EXTRAIT À LIRE ->
▼

La Constitution de 1958 aux douleurs de la soixantaine, ou le crépuscule du matin

Emmanuel Macron le 29 septembre sur l'île de Saint-Martin. Thomas Samson/AFP

« Il était donc nuit de nouveau, et pas encore. » (Umberto Eco, L’île du jour d’avant)

Après le départ de Gérard Collomb, privé désormais de tous ses ministres d'État, Emmanuel Macron ouvre l'anniversaire de la Constitution de 1958 sur un Octobre rouge comme un soleil couchant.

Il est des moments où l’histoire semble bégayer, où le cadran de l’horloge dément son balancier. Lorsqu’entre chien et loup, dans la pénombre incertaine d’un début de siècle hésitant, s’installe un pesant sentiment d’incertitude, l’heure est aux peurs irraisonnées. Au déclin d’une époque, comme au déclin du jour, voici que se lèvent de vagues, d’inquiétants fantômes.

On se souvient de ce vent étrange qui avait balayé la France après le 14 juillet 1789 : le vieux monde monarchique venait de craquer, « la grande peur » saisit les provinces. Partout on croit voir des brigands prêts à égorger femmes et enfants ; la poussière dégagée par un troupeau de moutons devient une troupe en marche ; on forme des milices contre les attaquants imaginaires… Il faudra la nuit du 4-août et le « sacrifice » des privilèges féodaux pour mettre un terme aux paniques populaires.

Dépression post-explosion

Certes, 2017 n’a pas vu sombrer un régime pourtant fatigué, et on n’a pas (ou pas encore) le sentiment qu’une Bastille ait été prise et détruite. Mais il y a bien une rupture : le surgissement d’apparence stupéfiant d’Emmanuel Macron, imposant une vision latitudinaire du rapport droite/gauche a fait exploser le cadre de référence politique dans lequel les Français étaient habitués à puiser du sens. Cette rupture a suscité un double mouvement : d’un côté, un grand espoir de changement, et une confiance retrouvée dans la volonté d’agir des gouvernants ; d’un autre, une perte des repères traditionnels et des critères habituels d’appréciation des décisions.

▲

DONNÉES AFFICHÉES ->
▼

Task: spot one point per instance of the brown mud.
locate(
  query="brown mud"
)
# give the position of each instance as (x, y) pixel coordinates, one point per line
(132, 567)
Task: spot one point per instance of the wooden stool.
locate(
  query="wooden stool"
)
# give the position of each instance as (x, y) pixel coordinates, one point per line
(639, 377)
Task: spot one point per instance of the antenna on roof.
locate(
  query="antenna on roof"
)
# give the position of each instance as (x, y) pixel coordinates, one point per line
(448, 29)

▲

CONSIGNE DONNÉE A -> Restituez à l'identique, dans l'extrait sur la Constitution de 1958, le passage allant de « Certes, 2017 n’a » jusqu'à « d’appréciation des décisions. ».
CONSIGNE DONNÉE B -> Traduisez en anglais cette phrase de l'extrait sur la Constitution de 1958 : « Au déclin d’une époque, comme au déclin du jour, voici que se lèvent de vagues, d’inquiétants fantômes. »

SORTIE A ->
Certes, 2017 n’a pas vu sombrer un régime pourtant fatigué, et on n’a pas (ou pas encore) le sentiment qu’une Bastille ait été prise et détruite. Mais il y a bien une rupture : le surgissement d’apparence stupéfiant d’Emmanuel Macron, imposant une vision latitudinaire du rapport droite/gauche a fait exploser le cadre de référence politique dans lequel les Français étaient habitués à puiser du sens. Cette rupture a suscité un double mouvement : d’un côté, un grand espoir de changement, et une confiance retrouvée dans la volonté d’agir des gouvernants ; d’un autre, une perte des repères traditionnels et des critères habituels d’appréciation des décisions.

SORTIE B -> At the decline of an era, as at the decline of day, vague and unsettling ghosts now rise.